# WHAT YOU SHOULD DO
Give an exact copy of every entry.

# EXCERPTED DATA
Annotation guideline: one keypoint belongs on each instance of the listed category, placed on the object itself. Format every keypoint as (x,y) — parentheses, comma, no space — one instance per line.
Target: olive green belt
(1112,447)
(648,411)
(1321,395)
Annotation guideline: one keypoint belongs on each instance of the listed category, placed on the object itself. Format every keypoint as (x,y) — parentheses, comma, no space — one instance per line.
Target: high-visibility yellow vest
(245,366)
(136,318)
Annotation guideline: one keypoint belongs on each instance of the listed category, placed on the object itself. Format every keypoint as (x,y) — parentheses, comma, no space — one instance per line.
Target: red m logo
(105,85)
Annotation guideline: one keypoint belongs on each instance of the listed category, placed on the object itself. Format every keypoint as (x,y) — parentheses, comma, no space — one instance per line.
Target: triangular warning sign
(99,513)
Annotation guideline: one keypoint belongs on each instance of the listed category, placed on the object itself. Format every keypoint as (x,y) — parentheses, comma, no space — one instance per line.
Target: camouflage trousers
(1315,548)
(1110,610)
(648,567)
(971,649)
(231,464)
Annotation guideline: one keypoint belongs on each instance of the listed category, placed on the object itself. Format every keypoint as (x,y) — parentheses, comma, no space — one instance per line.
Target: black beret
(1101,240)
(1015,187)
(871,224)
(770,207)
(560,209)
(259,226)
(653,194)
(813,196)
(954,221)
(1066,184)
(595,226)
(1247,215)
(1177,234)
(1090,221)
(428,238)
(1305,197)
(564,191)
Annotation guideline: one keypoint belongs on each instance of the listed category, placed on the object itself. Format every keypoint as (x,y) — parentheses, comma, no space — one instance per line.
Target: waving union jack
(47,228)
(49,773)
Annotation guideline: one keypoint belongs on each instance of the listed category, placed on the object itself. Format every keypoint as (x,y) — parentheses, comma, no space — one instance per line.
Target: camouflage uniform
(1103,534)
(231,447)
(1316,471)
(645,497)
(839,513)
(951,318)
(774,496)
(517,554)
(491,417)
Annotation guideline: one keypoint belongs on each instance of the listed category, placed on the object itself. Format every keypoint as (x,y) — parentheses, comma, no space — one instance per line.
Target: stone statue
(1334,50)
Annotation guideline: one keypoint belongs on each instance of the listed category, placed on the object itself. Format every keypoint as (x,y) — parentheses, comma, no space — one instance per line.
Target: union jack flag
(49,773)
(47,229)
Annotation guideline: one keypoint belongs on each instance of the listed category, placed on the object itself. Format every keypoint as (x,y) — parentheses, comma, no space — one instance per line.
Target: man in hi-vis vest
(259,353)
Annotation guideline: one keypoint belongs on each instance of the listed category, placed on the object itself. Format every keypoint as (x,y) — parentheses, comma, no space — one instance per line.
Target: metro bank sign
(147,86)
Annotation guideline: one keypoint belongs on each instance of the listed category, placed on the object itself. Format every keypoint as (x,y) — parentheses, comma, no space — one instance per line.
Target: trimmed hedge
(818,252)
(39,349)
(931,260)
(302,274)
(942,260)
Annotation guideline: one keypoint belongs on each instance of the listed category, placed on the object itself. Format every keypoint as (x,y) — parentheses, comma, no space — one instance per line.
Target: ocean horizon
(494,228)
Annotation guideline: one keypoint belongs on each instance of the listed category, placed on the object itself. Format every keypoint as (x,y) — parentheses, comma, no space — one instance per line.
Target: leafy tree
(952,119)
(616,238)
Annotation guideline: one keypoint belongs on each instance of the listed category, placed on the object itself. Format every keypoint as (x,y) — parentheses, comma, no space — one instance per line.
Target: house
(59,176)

# TASK SOLUTION
Annotation guideline: one keypoint belongs on each instance of the listed category, placed on the object itself. Format every keypoint as (x,y) — parentheses, comma, no space — one instance per line.
Target: olive green belt
(1112,447)
(648,411)
(1321,395)
Annotation guideline: one keypoint belongs on each instance of the listed category, placed on the object itself. Format every keypoint as (x,y) — parentheses, comma, no space — one instance per line.
Target: high-visibility yellow vest
(245,366)
(136,318)
Annotation guideline: one keypoint belongs on each instance of the listed category, placed on the object itself. Format every keypoint as (x,y) — parentheses, comma, no space — one instance per line.
Target: red m logo
(105,85)
Annotation guideline: one keypoint belongs on each instance of the listed category, placed on the object itself. Format every keypoint as (x,y) — parentheses, comma, no space — one instance per line.
Target: triangular warning sign
(99,513)
Annotation guideline: one keypoint belongs on each instance of the listed category, placed on the object itself. Format every keypoint as (x,y) — parentheses, comma, no space — one instance per line.
Target: camouflage trousers
(1315,548)
(1110,610)
(648,567)
(971,649)
(231,464)
Annotation guideline: one keypoint belongs on each instance of the listed category, placed on the object itself. Format every keypoint as (x,y) — parentheses, comma, no space — one instance per line.
Target: black beret
(1101,240)
(1015,187)
(871,224)
(770,207)
(560,209)
(259,226)
(653,194)
(813,196)
(954,221)
(1066,184)
(595,226)
(1247,215)
(1177,234)
(1090,221)
(428,238)
(1305,197)
(564,191)
Annotation guideline: one keypoint belongs on each instance of the listed category, placed on the object itself. Format every keypoint as (x,y) — parentheses, comma, no space — one instance per line.
Target: waving union jack
(47,228)
(49,773)
Annotation guideline: one keypoint belongs on each instance of the listed category, placed on the object itself. Format every keypoint as (x,y) — parentheses, comma, no space — one instance per line.
Target: camouflage uniform
(1103,534)
(231,447)
(1316,471)
(645,497)
(839,513)
(951,318)
(774,496)
(517,554)
(491,417)
Annotation guideline: one keypoint belongs on each instance of the listed category, placed on the object itself. Format every keypoint as (x,y) — parentheses, comma, no space — one instance per line.
Target: stone statue
(1334,50)
Annotation guideline: one keypoint belongs on each instance of the listed category, placed on the object itself. Format every keypoint as (x,y) — parentheses, comma, no space — one instance per line.
Target: union jack flag
(49,773)
(47,229)
Annotation guideline: one keypoint belongs on each instance of the listed category, placed on the object itself. Format every keypoint as (x,y) — parentheses, comma, no space — one instance per line.
Target: man in hi-vis vest
(259,353)
Annotation guideline: one keypoint belongs on each instance of the listed category, placed on the object itself. Format every keypoint as (x,y) — parentheses, comma, no space — one instance per line.
Target: metro bank sign
(147,86)
Annotation guideline: one keypoint belongs on each instance of the listed category, placed on the object itself. Format every keypoint as (x,y) — parentheses, comma, no space — one instance per line.
Target: trimmed hedge
(818,252)
(39,349)
(931,260)
(302,274)
(942,260)
Annotation guideline: one keypoint belongs on each instance of the listed category, placed on the object itself. Format every keypoint as (x,y) — parentheses, comma, no space — one instance per line.
Target: ocean horizon
(494,228)
Annotation guideline: one keypoint belongs on each instance of the listed category, placed on the object itself. Format every keypoint as (x,y) — parentheses, comma, no space — one instance per line.
Target: leafy tree
(952,119)
(616,238)
Annotation guideline: one keypoint belongs on each instance of the listed category, placed on the object itself. Format every keypoint as (x,y) — parentheses, comma, no space — one instance per line.
Target: house
(59,176)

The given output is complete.